Task to carry out:
Make a tally of the lines in the records that include the string "white", and give only that number.

Records contained in a dataset:
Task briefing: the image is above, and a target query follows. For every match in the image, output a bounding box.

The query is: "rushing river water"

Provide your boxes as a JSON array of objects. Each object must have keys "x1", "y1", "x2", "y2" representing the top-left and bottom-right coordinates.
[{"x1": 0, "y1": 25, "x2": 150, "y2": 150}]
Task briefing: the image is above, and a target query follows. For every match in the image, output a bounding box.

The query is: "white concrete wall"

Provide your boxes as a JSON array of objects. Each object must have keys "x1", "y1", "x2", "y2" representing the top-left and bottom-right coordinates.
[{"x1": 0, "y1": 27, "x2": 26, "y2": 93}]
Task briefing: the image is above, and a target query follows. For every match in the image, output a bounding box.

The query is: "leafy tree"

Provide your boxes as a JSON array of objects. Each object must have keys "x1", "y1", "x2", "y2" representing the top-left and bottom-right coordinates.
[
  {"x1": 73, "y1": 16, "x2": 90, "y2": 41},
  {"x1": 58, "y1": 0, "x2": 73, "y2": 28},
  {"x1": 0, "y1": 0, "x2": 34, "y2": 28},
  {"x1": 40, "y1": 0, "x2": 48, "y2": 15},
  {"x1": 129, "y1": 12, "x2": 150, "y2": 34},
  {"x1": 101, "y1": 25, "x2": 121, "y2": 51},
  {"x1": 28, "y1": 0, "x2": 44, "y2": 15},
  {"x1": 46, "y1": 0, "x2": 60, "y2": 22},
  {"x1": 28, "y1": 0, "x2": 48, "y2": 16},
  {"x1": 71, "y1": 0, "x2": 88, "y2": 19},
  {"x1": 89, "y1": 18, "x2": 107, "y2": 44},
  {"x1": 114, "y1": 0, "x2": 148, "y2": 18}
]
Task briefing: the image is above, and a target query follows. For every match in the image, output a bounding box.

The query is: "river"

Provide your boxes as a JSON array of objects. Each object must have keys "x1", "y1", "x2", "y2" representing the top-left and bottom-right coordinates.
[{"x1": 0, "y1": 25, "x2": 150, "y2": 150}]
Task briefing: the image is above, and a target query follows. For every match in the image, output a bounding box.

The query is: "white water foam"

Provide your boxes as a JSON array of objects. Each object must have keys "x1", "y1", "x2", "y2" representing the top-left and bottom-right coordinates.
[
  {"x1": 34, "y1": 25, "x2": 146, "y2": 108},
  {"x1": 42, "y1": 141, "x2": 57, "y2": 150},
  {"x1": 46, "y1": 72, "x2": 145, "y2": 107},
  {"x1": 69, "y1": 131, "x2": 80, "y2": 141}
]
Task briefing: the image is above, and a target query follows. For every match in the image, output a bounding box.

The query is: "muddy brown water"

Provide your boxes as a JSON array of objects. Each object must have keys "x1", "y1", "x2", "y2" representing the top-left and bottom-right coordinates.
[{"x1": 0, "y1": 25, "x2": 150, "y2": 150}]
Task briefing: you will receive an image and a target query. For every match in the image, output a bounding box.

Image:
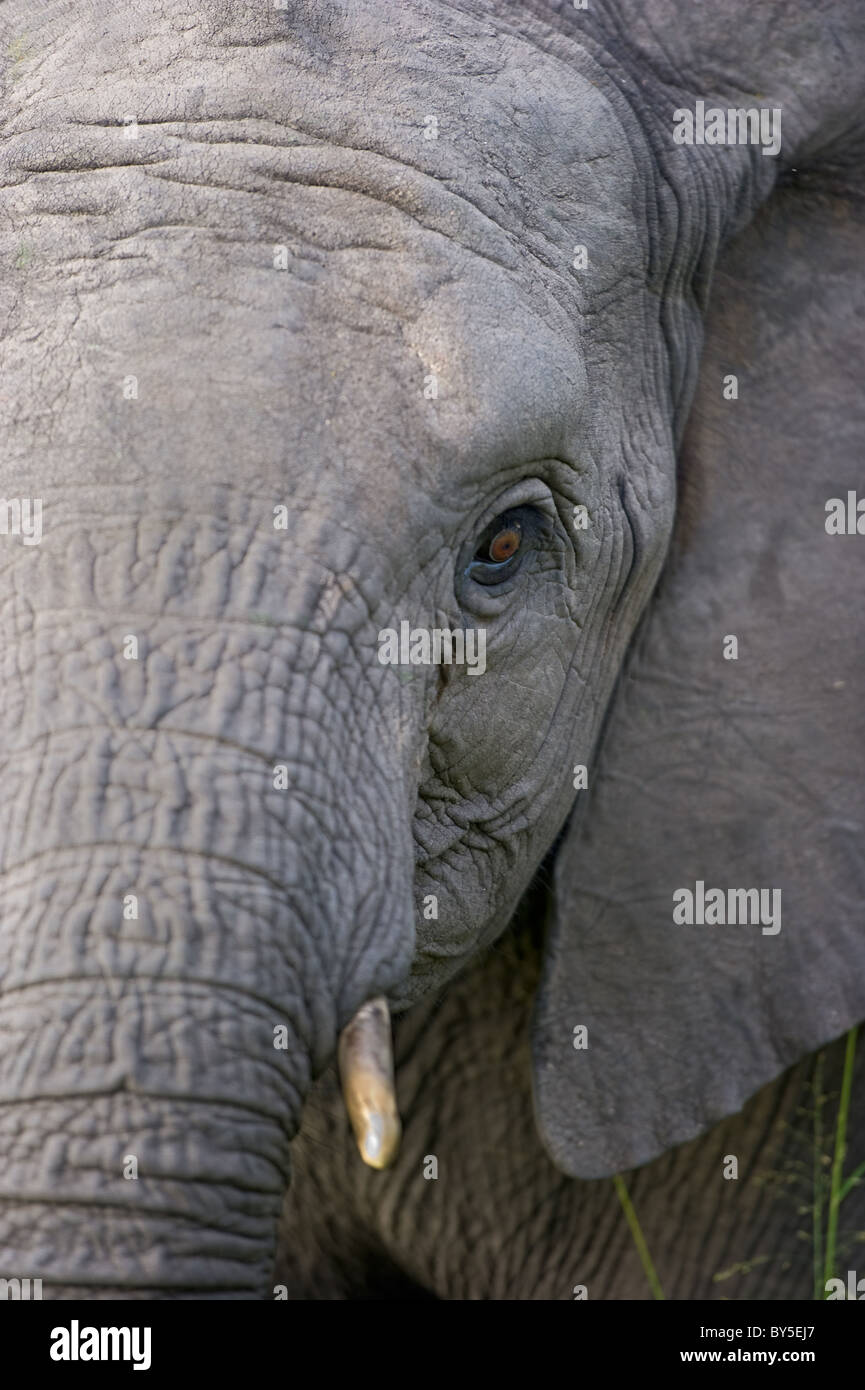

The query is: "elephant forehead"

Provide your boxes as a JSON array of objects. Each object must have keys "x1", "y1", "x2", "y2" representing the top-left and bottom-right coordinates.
[
  {"x1": 2, "y1": 0, "x2": 649, "y2": 503},
  {"x1": 5, "y1": 0, "x2": 641, "y2": 213},
  {"x1": 33, "y1": 257, "x2": 591, "y2": 510},
  {"x1": 4, "y1": 0, "x2": 645, "y2": 303},
  {"x1": 6, "y1": 156, "x2": 601, "y2": 502}
]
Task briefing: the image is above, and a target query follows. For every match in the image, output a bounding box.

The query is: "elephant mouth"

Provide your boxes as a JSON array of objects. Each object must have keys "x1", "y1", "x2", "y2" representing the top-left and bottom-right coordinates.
[{"x1": 338, "y1": 996, "x2": 402, "y2": 1170}]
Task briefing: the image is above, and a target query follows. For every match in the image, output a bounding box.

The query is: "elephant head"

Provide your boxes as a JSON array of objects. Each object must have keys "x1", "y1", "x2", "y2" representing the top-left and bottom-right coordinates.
[{"x1": 1, "y1": 0, "x2": 863, "y2": 1297}]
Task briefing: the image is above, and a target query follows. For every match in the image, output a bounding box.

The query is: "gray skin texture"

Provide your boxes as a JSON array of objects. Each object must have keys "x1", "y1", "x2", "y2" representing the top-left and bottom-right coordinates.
[
  {"x1": 278, "y1": 162, "x2": 865, "y2": 1299},
  {"x1": 0, "y1": 0, "x2": 863, "y2": 1299}
]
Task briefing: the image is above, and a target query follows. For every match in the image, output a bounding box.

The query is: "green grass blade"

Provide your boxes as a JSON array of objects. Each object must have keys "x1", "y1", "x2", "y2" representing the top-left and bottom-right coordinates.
[
  {"x1": 813, "y1": 1052, "x2": 825, "y2": 1301},
  {"x1": 823, "y1": 1026, "x2": 859, "y2": 1294},
  {"x1": 614, "y1": 1173, "x2": 665, "y2": 1300},
  {"x1": 838, "y1": 1161, "x2": 865, "y2": 1203}
]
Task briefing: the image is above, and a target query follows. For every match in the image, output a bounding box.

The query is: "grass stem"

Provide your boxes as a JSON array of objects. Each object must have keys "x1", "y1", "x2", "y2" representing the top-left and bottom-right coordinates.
[
  {"x1": 812, "y1": 1052, "x2": 824, "y2": 1301},
  {"x1": 822, "y1": 1026, "x2": 859, "y2": 1295},
  {"x1": 614, "y1": 1173, "x2": 665, "y2": 1300}
]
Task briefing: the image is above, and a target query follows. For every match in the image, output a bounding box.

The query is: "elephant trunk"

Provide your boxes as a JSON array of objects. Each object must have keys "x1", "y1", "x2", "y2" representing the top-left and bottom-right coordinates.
[
  {"x1": 0, "y1": 974, "x2": 306, "y2": 1298},
  {"x1": 0, "y1": 789, "x2": 413, "y2": 1296},
  {"x1": 0, "y1": 508, "x2": 418, "y2": 1297},
  {"x1": 0, "y1": 783, "x2": 413, "y2": 1296}
]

Output below:
2